● **WRITTEN INSTRUCTION 1**
Rewrite the stretch of the letter to Brooklyn Ariel from "Your name is" through "cherish their intent.", swapping "anticipated" for "awaited".
● **WRITTEN INSTRUCTION 2**
For each statement below, answer yes or no according to the letter to Brooklyn Ariel, and quote the words that decide it. (a) Brooklyn Ariel was born on June 3rd, 2019. (b) The letter's writer says the tears shed at her birth were sad ones. (c) The letter's writer is her Daddy's father.

-- EXCERPT TO READ start --

My Darling and Most Precious Angel,

Your name is Brooklyn Ariel and you’ve finally arrived, brought into this world on June 3rd of the year, 2019. This was a day that your “Poppi” had anticipated for some time. Not specifically Jun 3rd, but the day that you would join us. You are very small and won’t understand these words for a while, but I hope you will get the chance to and hopefully cherish their intent.

You were born a special little girl. Your Mommy and Daddy love you very much and they have been blessed with the greatest gift ever. You! And in that, you received a wonderful gift in having them as your parents, parent that wanted you and cared enough to have you. The gift of you keeps paying forward as you are also a blessing to your Grandparents, Grandma Jan and me, “Poppi”; G.G. and Grandpa Michael, Aunt Dre (Andrea) and Uncle Joshua, and a lot of cousins. Even your furry friends are happy you are here. Guinness and Marvel and Roman have taken on the job of watching over you and protecting you.

I can tell you as your “Poppi” that I cried when I heard you were born. They were not sad tears in the least. The birth of you is the happiest day of my life in a long string of happy days that I have seen. So, understand that happy tears are the best thing you could have.

In this short week of your life (as of today, June 10th), you have been an incredible joy and a reason to awaken each morning with a glow in my heart and the hope of seeing your beautiful face, your warm “smile” (even if it is gas), and the gentle sounds that come from deep within you. All of that stems from a contentment that you seem to display every day.

But, as your grandfather – your Mommy’s dad – your “Poppi”, let me offer my hopeful thoughts to you for your growth…

…I wish you could know right now how completely loved you are. There is no greater gift than that. I know one day you will understand this, but for now I hope you can bask in its glow.

-- EXCERPT TO READ end --
-- RECORD EXTRACTS start --

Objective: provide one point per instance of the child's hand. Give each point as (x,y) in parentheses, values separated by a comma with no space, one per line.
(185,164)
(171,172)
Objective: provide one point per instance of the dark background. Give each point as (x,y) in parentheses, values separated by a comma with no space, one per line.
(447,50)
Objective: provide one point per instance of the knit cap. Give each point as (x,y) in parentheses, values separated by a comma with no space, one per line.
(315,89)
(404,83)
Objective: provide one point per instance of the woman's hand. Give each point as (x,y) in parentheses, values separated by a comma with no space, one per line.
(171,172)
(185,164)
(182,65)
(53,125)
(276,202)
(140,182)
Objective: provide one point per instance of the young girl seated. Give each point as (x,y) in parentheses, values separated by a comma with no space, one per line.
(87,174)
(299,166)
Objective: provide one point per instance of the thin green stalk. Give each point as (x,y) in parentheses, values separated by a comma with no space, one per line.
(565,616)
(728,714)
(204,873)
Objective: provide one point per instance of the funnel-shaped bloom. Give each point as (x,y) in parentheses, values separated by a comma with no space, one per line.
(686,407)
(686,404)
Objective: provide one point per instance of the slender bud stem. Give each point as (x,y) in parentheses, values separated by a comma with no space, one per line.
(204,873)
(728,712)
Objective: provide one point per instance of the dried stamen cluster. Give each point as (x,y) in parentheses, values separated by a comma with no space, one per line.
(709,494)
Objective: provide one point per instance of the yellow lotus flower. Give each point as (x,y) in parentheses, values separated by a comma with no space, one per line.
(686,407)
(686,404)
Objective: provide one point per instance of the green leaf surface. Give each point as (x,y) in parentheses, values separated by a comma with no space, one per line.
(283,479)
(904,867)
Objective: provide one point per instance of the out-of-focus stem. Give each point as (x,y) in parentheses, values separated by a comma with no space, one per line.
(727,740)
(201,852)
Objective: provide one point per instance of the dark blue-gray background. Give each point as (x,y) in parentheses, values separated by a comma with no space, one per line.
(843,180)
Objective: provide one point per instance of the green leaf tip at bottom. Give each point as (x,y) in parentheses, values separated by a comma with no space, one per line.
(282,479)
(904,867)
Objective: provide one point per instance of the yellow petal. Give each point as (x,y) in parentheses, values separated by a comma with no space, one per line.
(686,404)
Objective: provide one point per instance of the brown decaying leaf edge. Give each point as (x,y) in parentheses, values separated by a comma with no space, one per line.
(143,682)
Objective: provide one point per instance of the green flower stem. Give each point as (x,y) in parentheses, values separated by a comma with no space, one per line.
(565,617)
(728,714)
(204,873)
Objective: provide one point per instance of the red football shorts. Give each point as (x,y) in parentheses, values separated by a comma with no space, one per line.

-- RECORD EXTRACTS end --

● **PROBLEM SOLUTION 1**
Your name is Brooklyn Ariel and you’ve finally arrived, brought into this world on June 3rd of the year, 2019. This was a day that your “Poppi” had awaited for some time. Not specifically Jun 3rd, but the day that you would join us. You are very small and won’t understand these words for a while, but I hope you will get the chance to and hopefully cherish their intent.

● **PROBLEM SOLUTION 2**
(a) Yes: "brought into this world on June 3rd of the year, 2019"
(b) No: "They were not sad tears in the least."
(c) No: "as your grandfather – your Mommy’s dad"